# SOURCE TEXT:

Detail of a portable computer

Detail of a portable computer unit showing "Power ISR (Intelligence, Surveillance and Reconnaissance)" technology.IN PICTURES LTD./CORBIS VIA GETTY IMAGES

While some critics portray the humanistic side as soft or imprecise, Guha's work—along with that of many others—shows that these perspectives actually make data science more rigorous and accurate. The idea that a human perspective is the opposite of technical rigor is a false dichotomy (something I'll be talking about more as the keynote speaker at the Women in Data Science (WiDS) Worldwide Conference on March 7). In fact, human-centeredness strengthens our capacity to accurately represent the world around us through data.

Human-centeredness can make data science more rigorous by bringing users and other stakeholders into the process of designing technical tools. Understanding how users think can help us find innovative approaches to presenting data in ways people can more easily understand and use. At the Human Centered Data Science Lab I lead at the University of Washington, we launched the Traffigram project to create more intuitive maps. Rather than showing you how far away a place is in miles, these maps show how long it will take to get there given your location, current traffic and public transit options.

# WHAT IS EXPECTED:
In the passage on human-centered data science, what do the Traffigram maps show instead of how far away a place is in miles? Answer using only the passage on human-centered data science.

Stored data
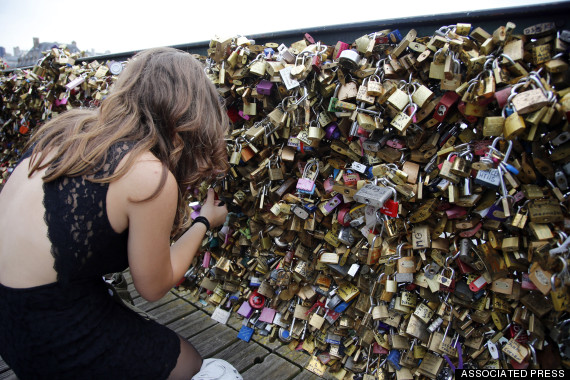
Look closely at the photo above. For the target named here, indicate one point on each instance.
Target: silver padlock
(346, 236)
(349, 59)
(489, 178)
(300, 211)
(431, 270)
(373, 195)
(561, 180)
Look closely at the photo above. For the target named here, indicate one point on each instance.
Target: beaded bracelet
(202, 219)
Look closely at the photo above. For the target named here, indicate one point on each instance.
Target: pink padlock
(342, 46)
(60, 102)
(245, 310)
(472, 231)
(396, 143)
(328, 184)
(456, 212)
(206, 261)
(267, 315)
(243, 116)
(264, 87)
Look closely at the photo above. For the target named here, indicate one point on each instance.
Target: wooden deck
(258, 359)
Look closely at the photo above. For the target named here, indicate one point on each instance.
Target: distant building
(35, 53)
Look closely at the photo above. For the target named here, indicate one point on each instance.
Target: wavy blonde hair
(162, 102)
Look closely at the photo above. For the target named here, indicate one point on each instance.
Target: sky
(126, 25)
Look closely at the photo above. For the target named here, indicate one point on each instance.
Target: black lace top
(76, 212)
(73, 329)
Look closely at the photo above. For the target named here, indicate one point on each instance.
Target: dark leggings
(188, 364)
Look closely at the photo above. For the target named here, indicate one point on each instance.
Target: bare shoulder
(144, 177)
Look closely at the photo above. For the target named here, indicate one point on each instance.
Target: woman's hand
(211, 210)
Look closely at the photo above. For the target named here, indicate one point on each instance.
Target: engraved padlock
(236, 154)
(275, 172)
(462, 164)
(373, 195)
(306, 184)
(402, 120)
(406, 264)
(374, 86)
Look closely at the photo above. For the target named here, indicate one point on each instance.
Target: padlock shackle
(403, 246)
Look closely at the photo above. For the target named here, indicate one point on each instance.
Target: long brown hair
(164, 103)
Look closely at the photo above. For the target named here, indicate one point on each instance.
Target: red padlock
(502, 96)
(472, 232)
(477, 284)
(390, 208)
(464, 268)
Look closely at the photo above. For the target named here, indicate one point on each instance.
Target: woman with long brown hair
(99, 191)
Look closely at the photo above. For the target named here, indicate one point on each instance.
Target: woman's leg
(188, 364)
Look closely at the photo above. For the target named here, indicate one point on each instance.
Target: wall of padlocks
(397, 203)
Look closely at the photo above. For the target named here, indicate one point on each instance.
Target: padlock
(221, 315)
(402, 121)
(305, 184)
(373, 195)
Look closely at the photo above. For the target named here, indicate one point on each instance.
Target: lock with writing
(514, 123)
(462, 164)
(306, 184)
(236, 154)
(407, 263)
(374, 85)
(258, 66)
(275, 172)
(390, 206)
(221, 315)
(373, 195)
(403, 120)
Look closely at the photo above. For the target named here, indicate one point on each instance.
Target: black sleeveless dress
(73, 329)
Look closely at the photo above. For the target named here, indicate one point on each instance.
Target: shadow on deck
(258, 359)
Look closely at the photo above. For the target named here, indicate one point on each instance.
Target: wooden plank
(173, 310)
(214, 339)
(143, 304)
(235, 321)
(266, 342)
(273, 367)
(306, 375)
(243, 355)
(133, 292)
(192, 324)
(299, 357)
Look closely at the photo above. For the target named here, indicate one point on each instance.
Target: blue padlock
(342, 306)
(394, 359)
(245, 333)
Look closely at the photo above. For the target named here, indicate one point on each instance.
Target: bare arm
(155, 265)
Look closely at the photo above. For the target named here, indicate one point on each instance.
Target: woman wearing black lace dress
(103, 190)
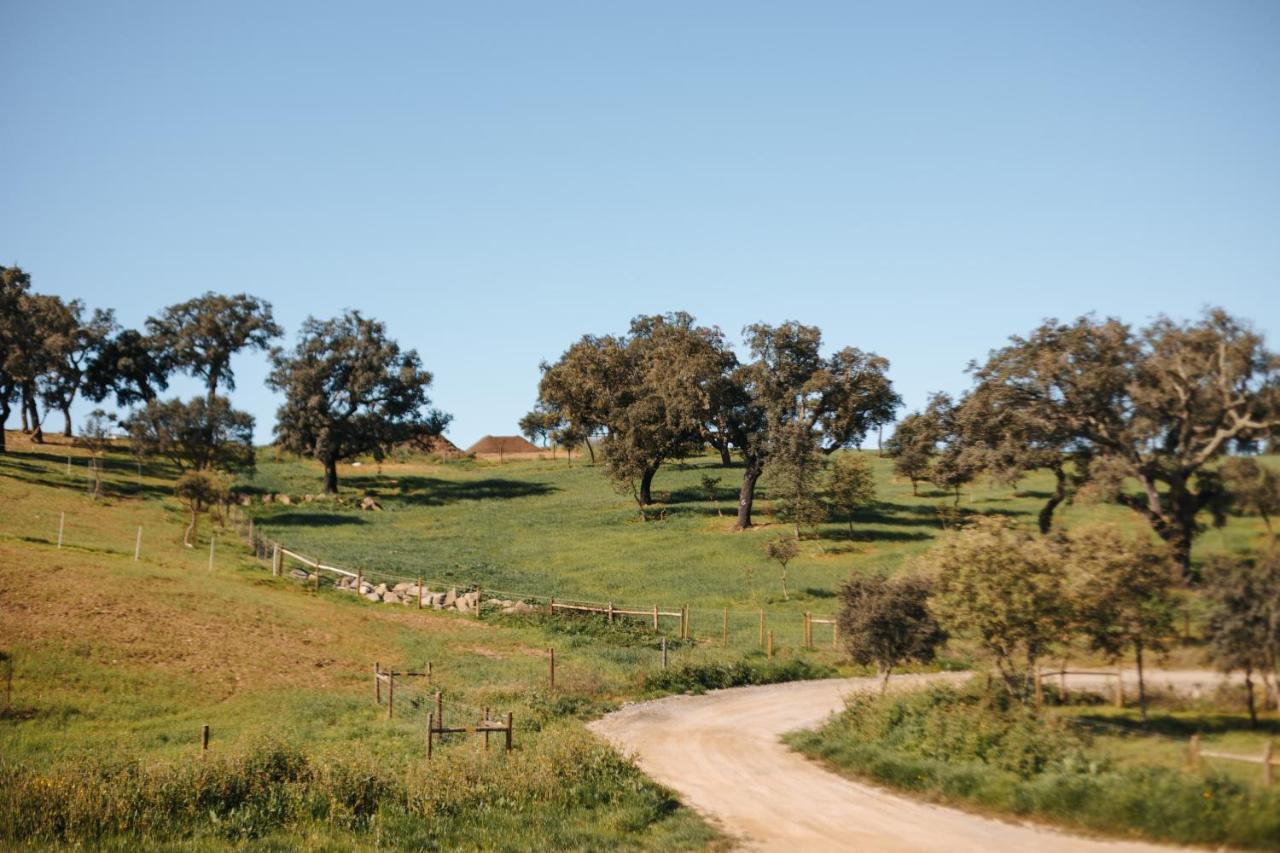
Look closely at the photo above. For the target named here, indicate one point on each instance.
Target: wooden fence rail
(1267, 758)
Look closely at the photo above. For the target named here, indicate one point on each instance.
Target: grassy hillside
(117, 665)
(118, 662)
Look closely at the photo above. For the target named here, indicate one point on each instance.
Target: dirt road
(722, 755)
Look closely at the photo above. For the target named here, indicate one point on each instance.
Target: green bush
(970, 747)
(698, 678)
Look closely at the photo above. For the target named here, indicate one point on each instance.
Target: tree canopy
(201, 334)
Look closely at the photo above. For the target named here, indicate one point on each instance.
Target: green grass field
(118, 662)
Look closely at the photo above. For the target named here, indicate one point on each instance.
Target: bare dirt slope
(722, 755)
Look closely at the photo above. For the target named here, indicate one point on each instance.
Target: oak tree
(350, 389)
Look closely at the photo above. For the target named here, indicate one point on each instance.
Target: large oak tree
(1151, 407)
(350, 389)
(789, 384)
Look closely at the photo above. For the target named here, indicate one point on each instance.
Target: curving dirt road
(722, 755)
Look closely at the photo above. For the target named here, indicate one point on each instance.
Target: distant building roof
(504, 445)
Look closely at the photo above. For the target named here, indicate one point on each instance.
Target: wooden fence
(1196, 755)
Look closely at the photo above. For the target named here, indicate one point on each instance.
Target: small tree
(1252, 488)
(913, 446)
(711, 488)
(193, 434)
(792, 469)
(199, 491)
(784, 550)
(1124, 596)
(887, 621)
(96, 438)
(1244, 619)
(850, 487)
(1004, 588)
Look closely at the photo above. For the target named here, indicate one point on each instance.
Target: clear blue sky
(496, 179)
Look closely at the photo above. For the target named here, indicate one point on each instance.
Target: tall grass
(972, 747)
(572, 793)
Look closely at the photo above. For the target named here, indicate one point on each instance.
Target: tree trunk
(1046, 515)
(1142, 684)
(647, 486)
(1253, 707)
(746, 495)
(37, 433)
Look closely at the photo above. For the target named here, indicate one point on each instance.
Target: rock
(520, 607)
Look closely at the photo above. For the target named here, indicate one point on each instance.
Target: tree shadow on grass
(1180, 726)
(433, 491)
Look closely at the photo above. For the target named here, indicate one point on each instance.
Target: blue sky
(920, 179)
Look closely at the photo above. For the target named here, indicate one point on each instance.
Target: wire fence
(743, 630)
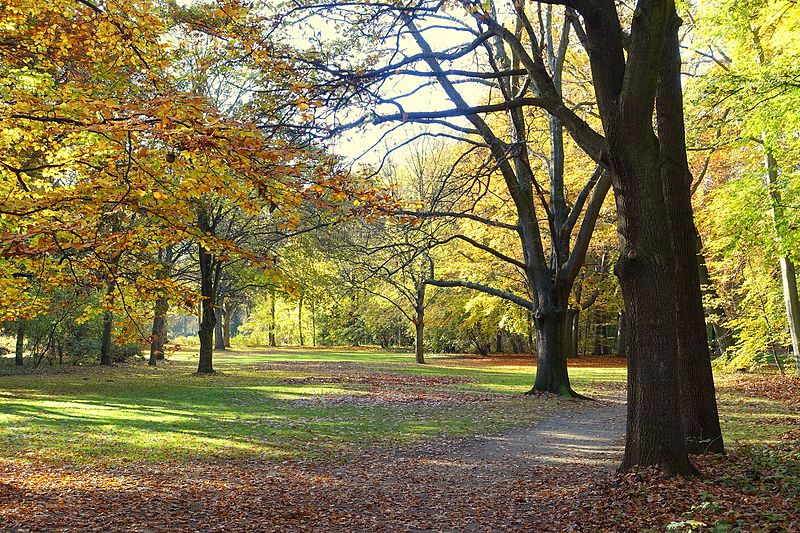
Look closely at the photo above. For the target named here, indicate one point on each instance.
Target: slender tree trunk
(419, 325)
(788, 273)
(300, 320)
(106, 342)
(723, 337)
(208, 318)
(314, 322)
(698, 400)
(272, 341)
(226, 325)
(19, 349)
(219, 337)
(159, 332)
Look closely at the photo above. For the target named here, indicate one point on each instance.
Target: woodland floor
(550, 471)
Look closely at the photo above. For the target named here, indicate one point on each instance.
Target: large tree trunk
(19, 349)
(207, 317)
(698, 400)
(625, 86)
(550, 321)
(158, 334)
(106, 342)
(572, 331)
(622, 349)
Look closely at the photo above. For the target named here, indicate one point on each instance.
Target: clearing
(364, 440)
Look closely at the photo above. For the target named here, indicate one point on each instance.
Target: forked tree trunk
(159, 332)
(207, 317)
(551, 352)
(19, 349)
(698, 400)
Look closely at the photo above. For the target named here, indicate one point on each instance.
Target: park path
(542, 478)
(592, 436)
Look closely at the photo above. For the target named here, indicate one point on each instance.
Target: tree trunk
(108, 328)
(419, 344)
(723, 337)
(698, 400)
(790, 298)
(207, 317)
(419, 324)
(313, 322)
(219, 337)
(572, 331)
(159, 332)
(551, 352)
(272, 341)
(19, 349)
(622, 327)
(788, 274)
(300, 320)
(226, 324)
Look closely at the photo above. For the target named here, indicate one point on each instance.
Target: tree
(549, 274)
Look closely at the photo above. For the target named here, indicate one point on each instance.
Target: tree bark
(788, 273)
(625, 87)
(159, 332)
(106, 342)
(723, 337)
(572, 331)
(219, 336)
(300, 320)
(272, 341)
(19, 349)
(550, 322)
(622, 349)
(313, 323)
(419, 324)
(226, 324)
(698, 400)
(208, 318)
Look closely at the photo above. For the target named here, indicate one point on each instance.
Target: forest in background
(530, 180)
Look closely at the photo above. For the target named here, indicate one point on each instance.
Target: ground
(363, 440)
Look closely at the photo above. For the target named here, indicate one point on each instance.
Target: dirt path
(526, 480)
(592, 436)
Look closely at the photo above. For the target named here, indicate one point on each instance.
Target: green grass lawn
(284, 403)
(259, 404)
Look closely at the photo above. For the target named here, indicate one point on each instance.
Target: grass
(281, 404)
(132, 412)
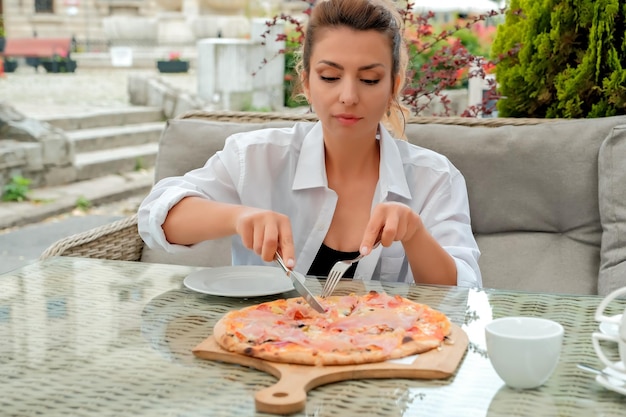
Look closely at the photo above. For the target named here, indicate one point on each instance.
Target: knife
(299, 286)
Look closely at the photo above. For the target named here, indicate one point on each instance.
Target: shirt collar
(311, 172)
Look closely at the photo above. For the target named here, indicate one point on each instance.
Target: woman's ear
(397, 82)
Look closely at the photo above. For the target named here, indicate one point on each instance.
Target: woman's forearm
(430, 263)
(193, 220)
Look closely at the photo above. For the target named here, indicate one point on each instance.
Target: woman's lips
(347, 119)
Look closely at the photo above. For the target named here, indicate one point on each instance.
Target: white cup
(619, 338)
(524, 351)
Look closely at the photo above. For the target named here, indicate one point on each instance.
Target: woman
(324, 192)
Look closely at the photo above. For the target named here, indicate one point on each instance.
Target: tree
(571, 61)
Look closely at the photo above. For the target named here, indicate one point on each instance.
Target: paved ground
(86, 90)
(39, 95)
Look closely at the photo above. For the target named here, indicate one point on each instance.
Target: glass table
(86, 337)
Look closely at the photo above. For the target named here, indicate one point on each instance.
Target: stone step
(102, 138)
(114, 117)
(96, 164)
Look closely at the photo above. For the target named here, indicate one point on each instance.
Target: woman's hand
(430, 263)
(266, 232)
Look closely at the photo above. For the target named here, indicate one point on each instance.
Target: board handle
(287, 396)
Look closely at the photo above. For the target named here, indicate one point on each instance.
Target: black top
(326, 258)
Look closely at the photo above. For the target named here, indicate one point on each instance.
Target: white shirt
(283, 170)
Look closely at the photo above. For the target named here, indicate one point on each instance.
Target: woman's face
(350, 83)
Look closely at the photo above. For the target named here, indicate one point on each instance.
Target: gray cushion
(533, 193)
(612, 194)
(533, 190)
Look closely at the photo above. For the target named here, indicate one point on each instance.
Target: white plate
(239, 281)
(611, 329)
(613, 384)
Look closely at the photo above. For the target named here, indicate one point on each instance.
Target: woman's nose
(348, 95)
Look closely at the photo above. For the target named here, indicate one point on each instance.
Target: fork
(337, 271)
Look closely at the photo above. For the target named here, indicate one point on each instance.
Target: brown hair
(379, 15)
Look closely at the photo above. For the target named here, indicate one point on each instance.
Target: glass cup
(619, 337)
(524, 351)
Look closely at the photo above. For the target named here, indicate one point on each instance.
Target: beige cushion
(533, 193)
(612, 193)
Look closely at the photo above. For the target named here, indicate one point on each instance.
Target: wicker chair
(120, 240)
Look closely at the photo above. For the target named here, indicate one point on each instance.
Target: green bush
(17, 189)
(571, 62)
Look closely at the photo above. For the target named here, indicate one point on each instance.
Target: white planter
(225, 6)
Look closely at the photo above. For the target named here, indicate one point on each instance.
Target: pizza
(355, 329)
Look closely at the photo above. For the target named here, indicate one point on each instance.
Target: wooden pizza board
(288, 395)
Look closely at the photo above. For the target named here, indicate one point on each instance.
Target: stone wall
(33, 149)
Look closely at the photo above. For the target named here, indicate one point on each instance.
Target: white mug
(524, 351)
(620, 338)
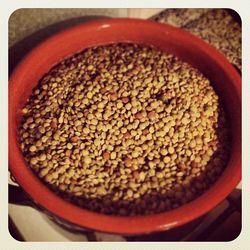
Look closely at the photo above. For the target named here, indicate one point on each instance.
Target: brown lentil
(125, 129)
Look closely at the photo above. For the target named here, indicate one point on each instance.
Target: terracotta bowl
(187, 47)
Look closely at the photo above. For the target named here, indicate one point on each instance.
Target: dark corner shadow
(21, 48)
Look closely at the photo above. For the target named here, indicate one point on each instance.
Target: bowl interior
(212, 64)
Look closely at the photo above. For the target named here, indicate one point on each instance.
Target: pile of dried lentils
(125, 129)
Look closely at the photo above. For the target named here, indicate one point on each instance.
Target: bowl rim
(106, 223)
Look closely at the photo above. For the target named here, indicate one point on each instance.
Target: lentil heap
(125, 129)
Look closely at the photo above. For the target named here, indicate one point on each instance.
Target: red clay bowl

# WRITTEN ANSWER:
They show how long it will take to get there given your location, current traffic and public transit options.